TASK ITEM A: In the article on AI for eye-disease screening, why is AI technology described as closer than ever to clinical practice? Answer in one to three sentences.
TASK ITEM B: From the article on AI for eye-disease screening, reproduce word for word the passage that opens with the words containing "1. Rajalakshmi R, Subashini" and closes with "ahead of print].".

── PROVIDED TEXT ──

Recent data from two research endeavors highlights the growing evidence to support the use of artificial intelligence (AI) for ocular disease screenings, this time for glaucomatous optic neuropathy (GON) and diabetic retinopathy (DR).1,2 Yet another study found a way to sidestep time-consuming classification of age-related macular degeneration (AMD) images using AI.3 With the recent FDA approval of IDx-DR (IDx, LLC)—the first medical device that uses AI to detect “greater than mild” DR—AI technology is closer than ever to clinical practice.4
Go Small or Go Home
A new study even puts AI capabilities for DR in the palm of your hand. Researchers screened 296 patients in India using a smartphone-based fundus photography platform and both a validated AI DR screening software and manual grading by ophthalmologists. They found the AI software had a 95.8% sensitivity and 80.2% specificity for detecting any DR and 99.1% sensitivity and 80.4% specificity in detecting sight-threatening DR (STDR).1 The AI software “replicates or exceeds the diagnostic interpretations by ophthalmologists and retina specialists,” said Louis J. Catania OD, in a commentary for Practice Update.5
In addition, the smartphone-based platform “is essentially equivalent to the AI-analyzed conventional retinal imaging reported in previous studies,” noted Dr. Catania. Using AI on a phone “can provide unique benefits to primary healthcare and eye care practitioners and to the public health as a validated, highly accurate, accessible (cost-effective, telemedicine capable and portable) screening and early detection system for STDR,” he wrote.5
Glaucoma Up Close
Other researchers tackled GON screening with AI, and had similarly positive results. They asked 21 trained ophthalmologists to classify 48,119 fundus photographs for referable GON, defined as vertical cup-to-disc ratio of 0.7 or more, in addition to other typical changes of the condition. After running the graded images through a deep learning algorithm, they found the AI software achieved a sensitivity of 95.6% and specificity of 92.0% in detecting referable GON.2
The investigators found coexisting high or pathologic myopia was the most common cause of false-negative results, while physiologic cupping and pathologic myopia were the most common culprits for false-positive results. Still, the results show promise for AI in screening for this condition, the authors concluded.2
Classifying AMD in the Blink of an Eye
Manually grading fundus images for AMD is an in-depth process that takes considerable time—unless you use deep learning tools, a new study found. German researchers used 120,656 manually graded color fundus images from the Age-Related Eye Disease Study (AREDS) and 5,555 fundus images from their country’s Kooperative Gesundheitsforschung in der Region Augsburg study to build an AI grading tool for distinguishing 13 different AMD classes. They found the AI system predicted the 13 classes with a 95% confidence interval, and, even more importantly, it detected 84.2% of all fundus images with definite signs of early or late AMD. Overall, the system classified 94.3% of healthy fundus images correctly.3
“Our deep learning algorithm revealed a weighted κ [a statistical measure of reliability in classification methods] outperforming human graders in the AREDS study and is suitable to classify AMD fundus images in other datasets using individuals >55 years of age,” the study authors said.
1. Rajalakshmi R, Subashini R, Anjana RM, Mohan V. Automated diabetic retinopathy detection in smartphone-based fundus photography using artificial intelligence. Eye (Lond). March 9, 2018. [Epub ahead of print].

───
── GIVEN DATA ──

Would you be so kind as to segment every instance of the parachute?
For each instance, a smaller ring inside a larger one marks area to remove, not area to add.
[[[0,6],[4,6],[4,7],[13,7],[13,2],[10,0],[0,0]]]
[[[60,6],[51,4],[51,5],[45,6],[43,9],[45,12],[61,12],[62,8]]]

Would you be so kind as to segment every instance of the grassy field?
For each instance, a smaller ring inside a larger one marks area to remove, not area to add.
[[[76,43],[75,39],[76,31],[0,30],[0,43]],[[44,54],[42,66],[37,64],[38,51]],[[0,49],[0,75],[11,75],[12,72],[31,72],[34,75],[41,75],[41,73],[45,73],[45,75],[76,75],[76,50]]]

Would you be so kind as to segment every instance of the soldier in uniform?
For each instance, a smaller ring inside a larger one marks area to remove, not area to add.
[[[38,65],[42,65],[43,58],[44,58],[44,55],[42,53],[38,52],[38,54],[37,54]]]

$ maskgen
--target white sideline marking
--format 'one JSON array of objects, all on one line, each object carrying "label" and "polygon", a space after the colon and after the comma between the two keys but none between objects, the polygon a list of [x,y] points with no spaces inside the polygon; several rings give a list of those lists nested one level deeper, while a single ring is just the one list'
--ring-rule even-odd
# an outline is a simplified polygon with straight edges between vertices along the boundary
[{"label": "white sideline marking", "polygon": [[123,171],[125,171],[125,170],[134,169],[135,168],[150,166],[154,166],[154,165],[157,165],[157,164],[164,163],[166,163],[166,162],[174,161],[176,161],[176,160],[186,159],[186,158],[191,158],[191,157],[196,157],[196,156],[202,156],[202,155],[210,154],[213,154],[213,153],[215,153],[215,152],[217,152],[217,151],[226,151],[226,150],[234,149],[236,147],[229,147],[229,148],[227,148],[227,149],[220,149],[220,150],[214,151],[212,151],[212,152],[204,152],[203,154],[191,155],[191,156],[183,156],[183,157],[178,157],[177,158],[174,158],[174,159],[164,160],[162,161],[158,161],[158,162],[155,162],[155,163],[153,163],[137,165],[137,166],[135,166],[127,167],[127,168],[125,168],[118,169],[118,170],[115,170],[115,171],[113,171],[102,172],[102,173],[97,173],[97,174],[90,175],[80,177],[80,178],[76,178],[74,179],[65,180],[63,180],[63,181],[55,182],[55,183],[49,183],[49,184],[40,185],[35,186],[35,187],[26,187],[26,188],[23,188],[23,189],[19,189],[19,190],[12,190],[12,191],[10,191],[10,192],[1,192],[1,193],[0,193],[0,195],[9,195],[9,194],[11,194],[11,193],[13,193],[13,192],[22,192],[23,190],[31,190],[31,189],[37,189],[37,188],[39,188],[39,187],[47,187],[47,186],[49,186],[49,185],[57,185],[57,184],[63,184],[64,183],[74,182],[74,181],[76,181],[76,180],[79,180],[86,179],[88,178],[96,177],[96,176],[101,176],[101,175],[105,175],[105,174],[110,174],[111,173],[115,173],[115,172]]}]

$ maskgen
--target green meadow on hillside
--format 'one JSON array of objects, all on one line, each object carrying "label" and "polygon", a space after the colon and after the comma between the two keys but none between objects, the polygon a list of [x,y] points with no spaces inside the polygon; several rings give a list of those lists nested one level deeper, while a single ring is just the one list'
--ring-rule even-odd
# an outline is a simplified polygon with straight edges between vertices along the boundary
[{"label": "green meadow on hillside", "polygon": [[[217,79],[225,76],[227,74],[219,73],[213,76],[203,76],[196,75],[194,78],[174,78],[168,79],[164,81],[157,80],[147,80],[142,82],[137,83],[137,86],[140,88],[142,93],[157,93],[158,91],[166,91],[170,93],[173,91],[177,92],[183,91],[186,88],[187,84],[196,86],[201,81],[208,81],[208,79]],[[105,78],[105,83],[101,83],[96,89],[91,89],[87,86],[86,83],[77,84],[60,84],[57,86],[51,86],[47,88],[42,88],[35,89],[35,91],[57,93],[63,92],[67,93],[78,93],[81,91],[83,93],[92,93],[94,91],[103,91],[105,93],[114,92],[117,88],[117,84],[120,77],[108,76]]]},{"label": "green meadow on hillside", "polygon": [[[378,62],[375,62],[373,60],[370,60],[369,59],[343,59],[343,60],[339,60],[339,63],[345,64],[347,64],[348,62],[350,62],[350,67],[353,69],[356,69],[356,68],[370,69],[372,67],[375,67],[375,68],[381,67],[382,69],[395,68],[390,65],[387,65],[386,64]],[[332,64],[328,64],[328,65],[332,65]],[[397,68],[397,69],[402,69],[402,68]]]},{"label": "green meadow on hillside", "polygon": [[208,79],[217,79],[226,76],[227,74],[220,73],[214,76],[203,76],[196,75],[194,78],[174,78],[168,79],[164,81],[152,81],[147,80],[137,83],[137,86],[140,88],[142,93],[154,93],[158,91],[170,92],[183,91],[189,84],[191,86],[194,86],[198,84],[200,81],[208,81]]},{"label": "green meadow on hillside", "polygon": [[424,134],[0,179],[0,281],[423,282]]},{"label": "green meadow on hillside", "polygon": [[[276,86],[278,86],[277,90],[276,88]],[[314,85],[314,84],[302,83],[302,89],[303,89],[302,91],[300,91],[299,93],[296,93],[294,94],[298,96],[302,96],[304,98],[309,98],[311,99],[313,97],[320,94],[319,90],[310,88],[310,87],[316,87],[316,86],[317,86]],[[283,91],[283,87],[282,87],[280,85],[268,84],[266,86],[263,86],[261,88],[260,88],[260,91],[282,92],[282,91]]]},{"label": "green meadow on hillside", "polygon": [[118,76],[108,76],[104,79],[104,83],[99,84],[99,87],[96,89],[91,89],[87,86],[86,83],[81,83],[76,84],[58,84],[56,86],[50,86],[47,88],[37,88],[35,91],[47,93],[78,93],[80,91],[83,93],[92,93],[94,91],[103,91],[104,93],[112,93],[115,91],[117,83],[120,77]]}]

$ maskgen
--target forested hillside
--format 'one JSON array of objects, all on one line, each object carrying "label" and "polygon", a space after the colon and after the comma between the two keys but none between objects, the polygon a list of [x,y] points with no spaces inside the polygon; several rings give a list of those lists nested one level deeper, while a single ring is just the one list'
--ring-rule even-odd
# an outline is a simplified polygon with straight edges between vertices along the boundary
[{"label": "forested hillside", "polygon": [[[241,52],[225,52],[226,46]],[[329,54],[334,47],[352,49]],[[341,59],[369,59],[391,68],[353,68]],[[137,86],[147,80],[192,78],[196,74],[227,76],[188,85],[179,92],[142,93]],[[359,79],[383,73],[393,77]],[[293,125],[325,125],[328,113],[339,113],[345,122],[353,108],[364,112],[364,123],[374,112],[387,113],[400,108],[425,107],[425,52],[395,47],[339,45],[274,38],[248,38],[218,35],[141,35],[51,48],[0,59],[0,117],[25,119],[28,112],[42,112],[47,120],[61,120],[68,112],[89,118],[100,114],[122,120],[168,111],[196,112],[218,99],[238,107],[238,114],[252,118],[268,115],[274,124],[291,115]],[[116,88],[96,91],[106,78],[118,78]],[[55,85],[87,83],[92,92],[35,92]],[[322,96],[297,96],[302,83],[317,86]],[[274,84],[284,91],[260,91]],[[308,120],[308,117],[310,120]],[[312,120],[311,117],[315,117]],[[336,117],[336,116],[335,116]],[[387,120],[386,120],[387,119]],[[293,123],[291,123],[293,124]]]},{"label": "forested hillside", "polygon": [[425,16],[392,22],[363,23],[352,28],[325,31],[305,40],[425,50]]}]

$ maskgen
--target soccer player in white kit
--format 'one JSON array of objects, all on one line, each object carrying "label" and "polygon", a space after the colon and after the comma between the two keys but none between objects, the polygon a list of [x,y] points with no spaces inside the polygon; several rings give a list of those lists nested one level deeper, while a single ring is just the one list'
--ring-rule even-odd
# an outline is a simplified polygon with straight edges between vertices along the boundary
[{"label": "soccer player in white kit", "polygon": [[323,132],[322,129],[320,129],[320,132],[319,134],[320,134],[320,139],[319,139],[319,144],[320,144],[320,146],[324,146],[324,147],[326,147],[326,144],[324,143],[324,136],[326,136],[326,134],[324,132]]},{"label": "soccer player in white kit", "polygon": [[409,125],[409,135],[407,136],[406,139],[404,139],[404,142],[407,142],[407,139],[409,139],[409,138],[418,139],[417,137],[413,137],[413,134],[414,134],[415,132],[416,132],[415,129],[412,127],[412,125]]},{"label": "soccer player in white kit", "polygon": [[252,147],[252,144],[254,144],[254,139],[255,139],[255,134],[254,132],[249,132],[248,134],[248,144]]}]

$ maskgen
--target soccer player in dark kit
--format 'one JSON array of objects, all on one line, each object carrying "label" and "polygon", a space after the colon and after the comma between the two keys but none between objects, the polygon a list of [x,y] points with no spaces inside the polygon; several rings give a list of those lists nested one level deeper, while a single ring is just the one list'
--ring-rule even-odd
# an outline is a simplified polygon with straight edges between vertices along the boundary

───
── GIVEN DATA ──

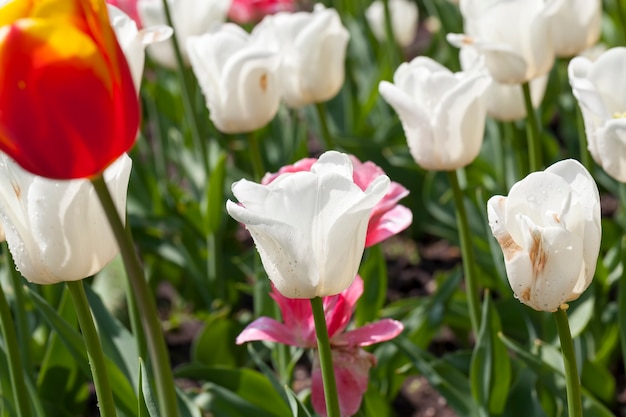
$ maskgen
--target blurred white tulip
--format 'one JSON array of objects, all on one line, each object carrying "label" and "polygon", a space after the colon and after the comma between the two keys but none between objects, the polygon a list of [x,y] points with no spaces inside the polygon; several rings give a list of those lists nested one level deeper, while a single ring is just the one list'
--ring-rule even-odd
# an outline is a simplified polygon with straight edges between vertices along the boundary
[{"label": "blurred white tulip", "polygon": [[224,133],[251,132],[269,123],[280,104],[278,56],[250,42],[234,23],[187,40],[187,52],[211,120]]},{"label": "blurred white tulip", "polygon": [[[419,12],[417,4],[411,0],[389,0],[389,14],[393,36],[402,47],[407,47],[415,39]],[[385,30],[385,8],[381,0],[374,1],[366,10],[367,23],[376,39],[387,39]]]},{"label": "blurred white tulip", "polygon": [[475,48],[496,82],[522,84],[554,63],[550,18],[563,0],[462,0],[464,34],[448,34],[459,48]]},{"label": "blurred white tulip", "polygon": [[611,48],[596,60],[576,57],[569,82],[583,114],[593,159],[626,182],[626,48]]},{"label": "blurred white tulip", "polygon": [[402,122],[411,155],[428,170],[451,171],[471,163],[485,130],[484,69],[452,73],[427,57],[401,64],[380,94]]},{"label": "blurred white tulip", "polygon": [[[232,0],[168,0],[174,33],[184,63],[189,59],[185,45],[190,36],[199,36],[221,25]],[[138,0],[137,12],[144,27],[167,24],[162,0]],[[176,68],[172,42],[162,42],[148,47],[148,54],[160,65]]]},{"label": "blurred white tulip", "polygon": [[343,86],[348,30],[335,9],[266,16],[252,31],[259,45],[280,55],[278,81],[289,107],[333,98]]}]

───

YOUR RESPONSE A: The article ties this to the recent FDA approval of IDx-DR (IDx, LLC). It was the first medical device to use AI to detect "greater than mild" diabetic retinopathy.

YOUR RESPONSE B:
1. Rajalakshmi R, Subashini R, Anjana RM, Mohan V. Automated diabetic retinopathy detection in smartphone-based fundus photography using artificial intelligence. Eye (Lond). March 9, 2018. [Epub ahead of print].